## Exercise 1
Pick out each line in the entries below that contains the word "bull", and copy those lines.

Ten years ago, Ray McNally was one of the hottest Republican political consultants in California. His firm, McNally Temple Associates Inc., served the GOP’s A-List: President George Bush the elder and the younger, former Gov. Pete Wilson, gubernatorial candidate Bill Jones, the California Republican Party and the Republican National Committee. For years, McNally Temple was the go-to firm for the Legislature’s Republicans.

But in recent years McNally has been wooing Democrats, and now he’s working against the agenda of Republican Gov. Arnold Schwarzenegger, earning praise from Democrats for his courage and a bitter denunciation from Republicans who see his work as a betrayal of the party. McNally, who describes himself as “very much a Republican,” works hand-in-glove with top Democratic strategist Gale Kaufman

“In this business, you usually have to stick to one side,” says Garry South, a Democratic political consultant who himself worked across party lines with Schwarzenegger’s Republican political strategist Mike Murphy on three initiative campaigns last year. South currently advises Controller Steve Westly in his gubernatorial bid.

[Dataset entries]
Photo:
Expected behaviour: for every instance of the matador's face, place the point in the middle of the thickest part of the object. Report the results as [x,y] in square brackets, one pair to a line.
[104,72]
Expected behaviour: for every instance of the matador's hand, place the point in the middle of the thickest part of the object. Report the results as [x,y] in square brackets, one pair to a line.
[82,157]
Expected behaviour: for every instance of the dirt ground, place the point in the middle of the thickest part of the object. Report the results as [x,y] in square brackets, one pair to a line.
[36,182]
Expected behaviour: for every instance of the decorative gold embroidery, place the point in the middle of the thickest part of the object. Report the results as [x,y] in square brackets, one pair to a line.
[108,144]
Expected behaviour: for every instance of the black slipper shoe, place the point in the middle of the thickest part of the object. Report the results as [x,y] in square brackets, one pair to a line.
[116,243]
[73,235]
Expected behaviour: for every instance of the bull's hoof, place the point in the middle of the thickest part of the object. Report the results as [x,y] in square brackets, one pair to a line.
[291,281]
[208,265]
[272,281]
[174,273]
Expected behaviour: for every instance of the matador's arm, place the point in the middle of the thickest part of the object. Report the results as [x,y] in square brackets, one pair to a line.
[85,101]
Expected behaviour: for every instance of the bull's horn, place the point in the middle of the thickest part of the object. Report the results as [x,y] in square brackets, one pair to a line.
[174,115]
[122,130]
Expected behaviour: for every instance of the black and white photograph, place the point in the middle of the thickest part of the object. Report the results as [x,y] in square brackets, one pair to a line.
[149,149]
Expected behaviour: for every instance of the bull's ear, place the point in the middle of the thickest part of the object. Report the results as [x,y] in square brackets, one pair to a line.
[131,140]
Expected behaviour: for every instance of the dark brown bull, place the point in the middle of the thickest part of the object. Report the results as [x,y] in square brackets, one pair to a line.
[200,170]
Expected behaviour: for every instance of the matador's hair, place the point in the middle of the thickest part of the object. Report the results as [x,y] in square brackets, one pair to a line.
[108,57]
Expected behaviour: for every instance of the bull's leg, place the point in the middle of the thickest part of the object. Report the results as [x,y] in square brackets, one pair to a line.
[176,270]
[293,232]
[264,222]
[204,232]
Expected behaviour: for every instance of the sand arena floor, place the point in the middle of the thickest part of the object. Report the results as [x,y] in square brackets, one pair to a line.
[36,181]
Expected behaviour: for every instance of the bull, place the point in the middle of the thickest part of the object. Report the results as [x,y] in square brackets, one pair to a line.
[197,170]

## Exercise 2
Write out the entire passage about Ray McNally above, word for word.

## Exercise solution 1
Expected behaviour: for every instance of the bull's hoof, place the point in the middle of the thickest part of the object. Report the results as [x,y] in square brackets, one pair to a line.
Expected behaviour: for every instance of the bull's horn, place the point in the middle of the thickest part of the object. Report the results as [x,y] in square brackets, one pair to a line.
Expected behaviour: for every instance of the bull's ear, place the point in the middle of the thickest part of the object. Report the results as [x,y] in square brackets, one pair to a line.
Expected behaviour: for every instance of the dark brown bull, place the point in the middle of the thickest part of the object. Report the results as [x,y] in square brackets, one pair to a line.
Expected behaviour: for every instance of the bull's leg, place the point in the middle of the thickest part of the object. Report the results as [x,y] in square brackets, one pair to a line.
Expected behaviour: for every instance of the bull, place the point in the middle of the thickest part of the object. Report the results as [x,y] in square brackets, one pair to a line.

## Exercise solution 2
Ten years ago, Ray McNally was one of the hottest Republican political consultants in California. His firm, McNally Temple Associates Inc., served the GOP’s A-List: President George Bush the elder and the younger, former Gov. Pete Wilson, gubernatorial candidate Bill Jones, the California Republican Party and the Republican National Committee. For years, McNally Temple was the go-to firm for the Legislature’s Republicans.

But in recent years McNally has been wooing Democrats, and now he’s working against the agenda of Republican Gov. Arnold Schwarzenegger, earning praise from Democrats for his courage and a bitter denunciation from Republicans who see his work as a betrayal of the party. McNally, who describes himself as “very much a Republican,” works hand-in-glove with top Democratic strategist Gale Kaufman

“In this business, you usually have to stick to one side,” says Garry South, a Democratic political consultant who himself worked across party lines with Schwarzenegger’s Republican political strategist Mike Murphy on three initiative campaigns last year. South currently advises Controller Steve Westly in his gubernatorial bid.